# Deskripsi Tugas
Lanjutkan teks tentang pasar tradisional sebagai pondasi ilmu marketing, mulai tepat setelah kalimat terakhir yang ditampilkan.

Pasar tradisional sebagai pondasi
ilmu marketing .
Mungkin
hanya beberapa orang yang mengetahui, mengerti, dan memahami arti
pentingnya sebuah pasar tradisional, tempat yang saya ilustrasikan
sebagai pondasi sebuah ilmu marketing. Hanya beberapa orang dikalangan
pemerintah maupun masyarakat kelas menengah-keatas yang memperhatikan
betul kelangsungan jenis retail tradisional ini ditengah gempuran kemajuan perkembangan retail modern
dan teknologi sekarang. Namun jika ditinjau kembali, sebagian besar
teori marketing dari jaman dulu hingga saat ini, dari jaman teori
Marketing 1.0 hingga Marketing 3.0 oleh Pak Hermawan Kartajaya pun
terdeskripsikan di pasar tradisional. Itulah mengapa pasar tradisional
saya sebut sebagai pondasi ilmu Marketing.
Singkatnya, bila kita berbicara mengenai Marketing 1.0 yang lebih product-oriented. Pasar tradisional jelas menggambarkan bagaimana physical product merupakan faktor utama dimana barang dan uang berpindah kepemilikan, jenis interaksi one-to-many dari satu penjual ke banyak pembeli, dan kunci kesuksesan marketing yang terletak pada product development yang mengedepankan kualitas barang untuk memenuhi kebutuhan yang sesuai serta agar tidak mengecewakan pembeli.

# Cuplikan Data
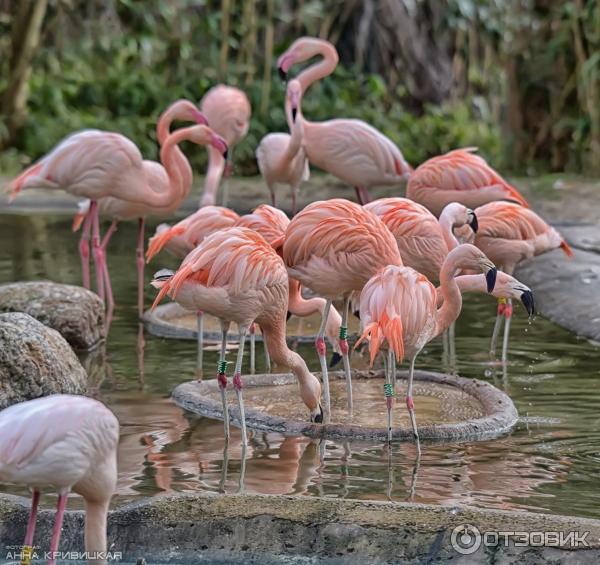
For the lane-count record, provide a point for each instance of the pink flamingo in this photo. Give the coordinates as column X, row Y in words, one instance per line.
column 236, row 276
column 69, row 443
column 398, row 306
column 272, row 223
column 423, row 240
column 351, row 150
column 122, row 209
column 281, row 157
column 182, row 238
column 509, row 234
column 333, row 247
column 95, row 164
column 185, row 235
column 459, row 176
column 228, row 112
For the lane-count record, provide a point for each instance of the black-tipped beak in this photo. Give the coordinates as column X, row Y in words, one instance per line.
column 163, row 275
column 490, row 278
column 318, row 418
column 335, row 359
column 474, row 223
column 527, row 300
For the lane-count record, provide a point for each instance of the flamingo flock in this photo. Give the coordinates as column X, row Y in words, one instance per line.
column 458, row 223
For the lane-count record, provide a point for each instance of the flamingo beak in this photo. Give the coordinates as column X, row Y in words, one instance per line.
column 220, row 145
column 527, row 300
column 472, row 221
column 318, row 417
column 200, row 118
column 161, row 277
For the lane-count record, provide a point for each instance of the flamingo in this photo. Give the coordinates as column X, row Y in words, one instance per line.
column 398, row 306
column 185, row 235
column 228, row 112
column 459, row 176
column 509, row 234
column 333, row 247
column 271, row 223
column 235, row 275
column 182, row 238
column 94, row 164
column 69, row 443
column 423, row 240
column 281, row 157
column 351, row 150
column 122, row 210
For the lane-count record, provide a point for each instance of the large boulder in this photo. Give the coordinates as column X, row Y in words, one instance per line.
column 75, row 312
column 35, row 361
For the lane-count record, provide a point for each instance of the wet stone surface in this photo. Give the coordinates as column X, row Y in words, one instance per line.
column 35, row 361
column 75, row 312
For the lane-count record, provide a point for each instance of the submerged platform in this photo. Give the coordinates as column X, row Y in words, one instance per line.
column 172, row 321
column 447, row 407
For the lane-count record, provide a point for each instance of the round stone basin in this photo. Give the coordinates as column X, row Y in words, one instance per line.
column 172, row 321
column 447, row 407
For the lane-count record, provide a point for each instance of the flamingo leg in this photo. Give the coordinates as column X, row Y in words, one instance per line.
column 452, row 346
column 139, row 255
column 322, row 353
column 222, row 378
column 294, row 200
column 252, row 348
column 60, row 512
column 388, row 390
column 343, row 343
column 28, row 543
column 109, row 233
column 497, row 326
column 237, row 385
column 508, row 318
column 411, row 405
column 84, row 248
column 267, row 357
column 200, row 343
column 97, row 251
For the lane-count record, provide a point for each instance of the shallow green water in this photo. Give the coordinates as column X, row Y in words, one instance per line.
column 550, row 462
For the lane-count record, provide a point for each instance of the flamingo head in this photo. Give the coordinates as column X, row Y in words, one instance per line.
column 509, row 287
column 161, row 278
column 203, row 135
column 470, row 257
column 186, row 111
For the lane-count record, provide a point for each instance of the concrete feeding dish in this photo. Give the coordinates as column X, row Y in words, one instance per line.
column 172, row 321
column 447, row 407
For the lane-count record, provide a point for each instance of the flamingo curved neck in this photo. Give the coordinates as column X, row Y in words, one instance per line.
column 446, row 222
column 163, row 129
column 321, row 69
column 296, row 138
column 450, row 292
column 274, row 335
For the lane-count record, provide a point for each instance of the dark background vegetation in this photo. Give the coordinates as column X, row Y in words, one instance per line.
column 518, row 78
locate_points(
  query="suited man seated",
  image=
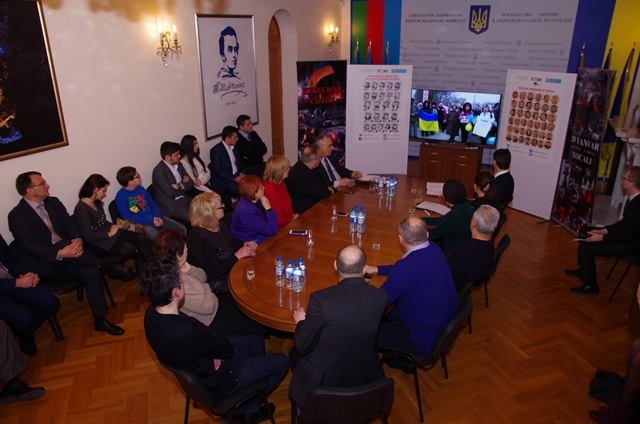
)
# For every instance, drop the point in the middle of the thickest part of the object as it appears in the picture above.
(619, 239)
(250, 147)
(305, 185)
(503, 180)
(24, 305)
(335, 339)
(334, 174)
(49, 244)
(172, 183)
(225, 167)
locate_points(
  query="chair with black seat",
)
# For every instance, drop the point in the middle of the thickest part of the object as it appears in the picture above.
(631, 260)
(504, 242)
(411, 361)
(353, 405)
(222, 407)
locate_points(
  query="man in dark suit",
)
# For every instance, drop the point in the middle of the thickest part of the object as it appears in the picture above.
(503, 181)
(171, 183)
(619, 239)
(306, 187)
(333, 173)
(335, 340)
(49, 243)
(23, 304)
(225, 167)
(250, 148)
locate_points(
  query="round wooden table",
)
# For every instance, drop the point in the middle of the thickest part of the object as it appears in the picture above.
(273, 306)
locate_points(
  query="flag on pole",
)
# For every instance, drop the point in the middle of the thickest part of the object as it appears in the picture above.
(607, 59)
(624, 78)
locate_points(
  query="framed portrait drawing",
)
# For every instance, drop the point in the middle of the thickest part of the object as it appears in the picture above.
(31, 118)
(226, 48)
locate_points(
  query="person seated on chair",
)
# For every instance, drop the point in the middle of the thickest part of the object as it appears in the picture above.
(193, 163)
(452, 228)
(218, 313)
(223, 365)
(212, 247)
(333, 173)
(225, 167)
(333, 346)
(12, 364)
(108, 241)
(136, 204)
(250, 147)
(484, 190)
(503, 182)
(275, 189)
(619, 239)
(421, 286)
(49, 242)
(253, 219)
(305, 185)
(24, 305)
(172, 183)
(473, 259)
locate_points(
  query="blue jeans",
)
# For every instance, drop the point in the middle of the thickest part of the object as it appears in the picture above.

# Hasil Tugas
Kemudian bila dikaitkan dengan teori Marketing 2.0 yang lebih consumer-oriented dimana penjual di pasar tradisional mengedepankan customer loyalty dari
langganannya. Loyalitas dari pelanggan untuk melakukan pembelian ulang,
tidak beralih ke penjual lain, dan rekomendasi pada pembeli lain
menjadi objective utama. Customer satisfaction sepertinya juga menjadi Key performance Indicator utama
bagi penjual untuk menciptakan kesetiaan pelanggan. Dengan ini, maka
jenis transaksi dalam pasar tradisional pun telah beralih menjadi one-to-one relationship.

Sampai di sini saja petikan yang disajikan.